[begin DATA FOR THIS TASK]

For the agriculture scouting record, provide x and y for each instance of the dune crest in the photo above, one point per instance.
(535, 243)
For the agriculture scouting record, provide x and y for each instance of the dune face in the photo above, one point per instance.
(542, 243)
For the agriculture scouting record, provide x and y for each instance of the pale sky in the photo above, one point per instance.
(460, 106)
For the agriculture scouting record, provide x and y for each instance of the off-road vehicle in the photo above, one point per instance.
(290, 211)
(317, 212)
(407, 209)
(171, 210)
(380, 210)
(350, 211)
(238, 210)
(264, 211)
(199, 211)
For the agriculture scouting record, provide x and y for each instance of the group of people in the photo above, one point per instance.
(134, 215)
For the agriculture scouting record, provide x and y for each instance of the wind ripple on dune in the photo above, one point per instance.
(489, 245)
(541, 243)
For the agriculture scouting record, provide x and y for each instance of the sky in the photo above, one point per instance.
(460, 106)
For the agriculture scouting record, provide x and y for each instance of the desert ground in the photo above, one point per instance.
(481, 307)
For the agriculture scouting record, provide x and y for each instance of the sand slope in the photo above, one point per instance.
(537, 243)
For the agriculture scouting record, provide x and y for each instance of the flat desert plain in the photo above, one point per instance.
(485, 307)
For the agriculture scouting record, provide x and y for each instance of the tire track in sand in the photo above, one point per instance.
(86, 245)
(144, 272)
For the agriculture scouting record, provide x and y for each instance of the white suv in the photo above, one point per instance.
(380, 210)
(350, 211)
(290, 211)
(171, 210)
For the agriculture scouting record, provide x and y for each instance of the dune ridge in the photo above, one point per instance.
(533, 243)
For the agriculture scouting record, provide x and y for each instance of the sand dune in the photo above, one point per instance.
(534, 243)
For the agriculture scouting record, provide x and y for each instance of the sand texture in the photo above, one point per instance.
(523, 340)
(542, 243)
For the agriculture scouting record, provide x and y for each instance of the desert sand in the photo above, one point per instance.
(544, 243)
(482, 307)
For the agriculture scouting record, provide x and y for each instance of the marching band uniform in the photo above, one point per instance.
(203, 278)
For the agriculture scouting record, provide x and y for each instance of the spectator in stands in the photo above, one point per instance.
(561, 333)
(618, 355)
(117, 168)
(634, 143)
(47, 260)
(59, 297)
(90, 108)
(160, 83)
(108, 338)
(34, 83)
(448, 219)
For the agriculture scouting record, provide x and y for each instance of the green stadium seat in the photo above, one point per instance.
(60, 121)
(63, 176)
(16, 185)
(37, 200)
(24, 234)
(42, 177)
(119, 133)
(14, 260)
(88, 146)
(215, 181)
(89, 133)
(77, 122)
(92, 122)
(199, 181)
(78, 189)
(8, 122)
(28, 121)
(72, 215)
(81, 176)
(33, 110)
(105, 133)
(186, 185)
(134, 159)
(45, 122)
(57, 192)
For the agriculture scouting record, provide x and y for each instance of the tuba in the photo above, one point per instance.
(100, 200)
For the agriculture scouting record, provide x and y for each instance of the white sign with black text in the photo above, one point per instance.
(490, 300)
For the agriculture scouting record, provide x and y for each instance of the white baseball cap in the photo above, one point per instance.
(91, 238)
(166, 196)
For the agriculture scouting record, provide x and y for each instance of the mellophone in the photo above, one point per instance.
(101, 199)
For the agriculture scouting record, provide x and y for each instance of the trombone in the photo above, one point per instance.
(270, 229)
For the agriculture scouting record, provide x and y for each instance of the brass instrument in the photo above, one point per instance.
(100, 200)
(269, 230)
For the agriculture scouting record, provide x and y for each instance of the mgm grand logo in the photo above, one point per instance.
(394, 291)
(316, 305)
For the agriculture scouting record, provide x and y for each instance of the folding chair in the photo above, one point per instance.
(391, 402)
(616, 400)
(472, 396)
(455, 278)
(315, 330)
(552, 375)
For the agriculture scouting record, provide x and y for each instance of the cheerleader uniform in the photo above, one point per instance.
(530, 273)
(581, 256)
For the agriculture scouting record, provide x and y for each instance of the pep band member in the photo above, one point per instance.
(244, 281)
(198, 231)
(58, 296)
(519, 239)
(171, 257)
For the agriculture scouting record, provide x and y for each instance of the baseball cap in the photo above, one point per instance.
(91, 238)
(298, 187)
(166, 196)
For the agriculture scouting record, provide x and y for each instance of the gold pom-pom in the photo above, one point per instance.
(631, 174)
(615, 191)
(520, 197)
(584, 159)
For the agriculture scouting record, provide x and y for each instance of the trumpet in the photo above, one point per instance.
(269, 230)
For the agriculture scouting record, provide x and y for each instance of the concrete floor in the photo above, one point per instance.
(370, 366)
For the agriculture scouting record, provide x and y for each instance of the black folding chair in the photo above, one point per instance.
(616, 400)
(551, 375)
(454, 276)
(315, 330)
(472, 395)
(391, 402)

[end DATA FOR THIS TASK]

# TASK OBJECTIVE
Set down nothing but the lines from the one with "of the cheerleader" through the end of the records, keeping each line exactly as written and including both ends.

# RESPONSE TO THE EXERCISE
For the agriculture scouting record, provide x and y for each instance of the cheerleader uniform in the photo above, one point per instance.
(530, 273)
(581, 256)
For the agriculture scouting record, provide x and y for each instance of the pep band member in the photo above, one point per instance.
(244, 281)
(198, 231)
(58, 296)
(519, 239)
(171, 257)
For the agriculture scouting record, provide x and y for each instance of the baseball cap in the photo above, one point per instance.
(91, 238)
(298, 187)
(166, 196)
For the agriculture scouting record, provide x and y for each instance of the gold pom-pom in the photo above, one point per instance.
(631, 174)
(615, 191)
(520, 197)
(584, 159)
For the agriculture scouting record, provide x and y for each instance of the trumpet in the photo above, one point per instance.
(269, 230)
For the agriculture scouting record, provide x and y for each instance of the concrete floor in the photo above, one point per instance.
(370, 366)
For the agriculture scouting record, provide x and y for each instance of the black folding chair in the photo above, one point per instance.
(616, 400)
(551, 375)
(454, 276)
(315, 330)
(472, 395)
(391, 402)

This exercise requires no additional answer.